**EXERCISE TASKS**
A - According to the parenting blog excerpt, what has been the major staple in Monster's diet since he started eating solids?
B - Write the next part of the parenting blog excerpt, picking up after its last sentence.

**EXTRACT TO READ**

---+---

I'm at a loss and don't even know where to go from here. Monster sleeps in his crib until his middle-of-the-night wake up, when instead of spending the time and effort rocking him or soothing or god forbid letting him cry I dutifully pick him up and bring him to bed with me.

I am a bad mommy whose laziness created a bedtime Monster.

Tuesday, January 18, 2011

Infant Fruit Snacks!

All along my Monster has adored most food I feed him, or place on his tray to feed himself. That is the main reason why I've avoided feeding him junk. He'd probably love it!

From day one of Monster's solids eating career fruits and veggies have been the major staple in his diet. That hasn't changed in the slightest, even now when infant snacking is taking front seat in our daily challenges. If I want a snack I might grab an apple or some crispy minis, both of which Monster can't eat.

---+---

**SUPPLIED RECORDS**
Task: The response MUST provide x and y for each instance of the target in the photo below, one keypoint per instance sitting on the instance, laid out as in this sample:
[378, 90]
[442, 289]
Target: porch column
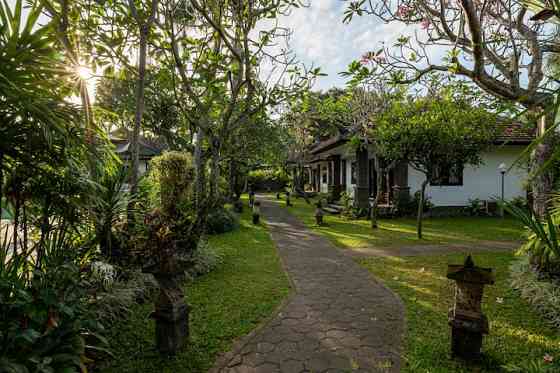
[401, 190]
[361, 192]
[335, 187]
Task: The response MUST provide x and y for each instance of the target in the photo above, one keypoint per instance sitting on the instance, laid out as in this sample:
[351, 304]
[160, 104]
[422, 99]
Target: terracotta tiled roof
[514, 133]
[330, 143]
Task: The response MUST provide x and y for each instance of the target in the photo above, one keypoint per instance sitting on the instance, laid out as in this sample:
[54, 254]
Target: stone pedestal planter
[171, 315]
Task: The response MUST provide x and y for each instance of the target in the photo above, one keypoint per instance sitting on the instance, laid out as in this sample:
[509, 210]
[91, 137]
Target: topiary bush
[172, 177]
[205, 259]
[268, 179]
[221, 220]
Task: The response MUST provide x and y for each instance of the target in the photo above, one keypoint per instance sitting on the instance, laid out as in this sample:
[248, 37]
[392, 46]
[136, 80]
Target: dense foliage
[434, 135]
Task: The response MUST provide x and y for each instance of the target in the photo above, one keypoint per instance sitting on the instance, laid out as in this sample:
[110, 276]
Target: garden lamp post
[371, 201]
[503, 169]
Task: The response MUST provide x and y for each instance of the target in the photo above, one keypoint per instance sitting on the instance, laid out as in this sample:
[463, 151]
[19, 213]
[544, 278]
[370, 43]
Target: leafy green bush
[205, 259]
[409, 206]
[543, 238]
[542, 293]
[476, 207]
[114, 304]
[171, 181]
[221, 220]
[521, 203]
[262, 179]
[46, 325]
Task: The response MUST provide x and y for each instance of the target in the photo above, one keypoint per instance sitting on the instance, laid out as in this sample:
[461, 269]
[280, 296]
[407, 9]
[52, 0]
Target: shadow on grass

---+---

**RESPONSES**
A - Fruits and veggies.

B -
Yesterday when I walking around the grocery store searching for the perfect infant snack I thought about Monsters favorite food. Fruit. I came across frozen blueberries and raspberries and thought they'd be perfect. Thaw however many you want for a perfect serving size and place them on Monsters tray to feed himself because they're the perfect pincer grasp size.

This morning Monster had blueberries with his porridge. It was perfect in every way! Today at snack time I thawed some raspberries and mixed them into yogurt! Monster went bananas over it! He liked it so much that I stole a bite, it kind of tasted like a frozen yogurt dessert! I approve! A word of caution to the mommies out there: Thawed blueberries and raspberries make quite a mess when you leave your infant to their own devices! Spray and wash is a must! ;)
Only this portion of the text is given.